■ Given task
Recast the material below as a Markdown table with a Row column giving the row number and a Line column holding the line itself, leaving out blank lines.

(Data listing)
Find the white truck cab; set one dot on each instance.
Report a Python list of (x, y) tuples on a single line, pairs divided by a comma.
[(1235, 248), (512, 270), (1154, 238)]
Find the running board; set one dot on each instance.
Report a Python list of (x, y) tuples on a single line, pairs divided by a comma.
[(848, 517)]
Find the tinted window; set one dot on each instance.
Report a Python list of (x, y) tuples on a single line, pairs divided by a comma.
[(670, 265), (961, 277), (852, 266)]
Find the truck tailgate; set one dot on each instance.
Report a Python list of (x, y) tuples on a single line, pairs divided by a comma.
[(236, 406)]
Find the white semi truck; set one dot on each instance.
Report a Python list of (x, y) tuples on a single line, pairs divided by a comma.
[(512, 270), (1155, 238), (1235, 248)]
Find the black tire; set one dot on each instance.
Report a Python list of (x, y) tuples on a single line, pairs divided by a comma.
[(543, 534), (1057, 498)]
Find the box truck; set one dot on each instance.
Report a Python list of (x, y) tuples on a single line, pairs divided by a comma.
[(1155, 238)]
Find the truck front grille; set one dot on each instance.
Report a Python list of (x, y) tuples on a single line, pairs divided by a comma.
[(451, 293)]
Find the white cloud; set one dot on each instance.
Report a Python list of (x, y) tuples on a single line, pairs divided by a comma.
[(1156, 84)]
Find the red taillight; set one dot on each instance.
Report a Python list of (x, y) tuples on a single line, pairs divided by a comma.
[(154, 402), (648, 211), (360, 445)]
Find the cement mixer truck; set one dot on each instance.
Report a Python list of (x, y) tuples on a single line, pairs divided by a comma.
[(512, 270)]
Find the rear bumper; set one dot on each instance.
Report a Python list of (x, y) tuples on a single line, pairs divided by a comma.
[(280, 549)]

■ Right answer
| Row | Line |
|---|---|
| 1 | Find the white truck cab; set one dot on each instance. |
| 2 | Report a Python list of (x, y) tuples on a single line, pairs divided by a comma. |
| 3 | [(1235, 248), (512, 270), (1154, 238)] |
| 4 | Find the running board; set one dot on each instance. |
| 5 | Report a Python list of (x, y) tuples on a single line, pairs divided by a comma. |
| 6 | [(848, 517)] |
| 7 | Find the tinted window; set one dot on each instance. |
| 8 | Report a Python list of (x, y) tuples on a single line, pairs divided by a comma. |
| 9 | [(670, 265), (961, 277), (852, 266)] |
| 10 | Find the truck tailgate; set one dot on each instance. |
| 11 | Report a Python list of (x, y) tuples on a single line, pairs divided by a comma. |
| 12 | [(236, 406)] |
| 13 | Find the white semi truck; set one dot on each instance. |
| 14 | Report a Python list of (x, y) tuples on a single line, pairs divided by a comma. |
| 15 | [(512, 270), (1155, 238), (1235, 248)] |
| 16 | Find the black tire; set one dot on each instance. |
| 17 | Report a Python list of (x, y) tuples on a single line, pairs divided by a comma. |
| 18 | [(543, 534), (1057, 498)] |
| 19 | Find the box truck; set one dot on each instance. |
| 20 | Report a Python list of (x, y) tuples on a single line, pairs divided by a comma. |
| 21 | [(1155, 238)] |
| 22 | Find the truck front grille; set one dot on each instance. |
| 23 | Report a Python list of (x, y) tuples on a single line, pairs divided by a comma. |
| 24 | [(451, 293)] |
| 25 | Find the white cloud; set one dot on each instance. |
| 26 | Report a Python list of (x, y) tuples on a single line, pairs divided by a comma. |
| 27 | [(1156, 84)] |
| 28 | Find the red taillight; set one dot on each instance. |
| 29 | Report a Python list of (x, y) tuples on a single line, pairs divided by a comma. |
| 30 | [(154, 402), (648, 211), (360, 445)] |
| 31 | Find the cement mixer truck; set one dot on each instance. |
| 32 | Report a Python list of (x, y) tuples on a single line, pairs divided by a comma. |
| 33 | [(512, 270)] |
| 34 | Find the rear bumper; set one dot on each instance. |
| 35 | Report a Python list of (x, y) tuples on a single line, pairs divided by a comma. |
| 36 | [(280, 549)] |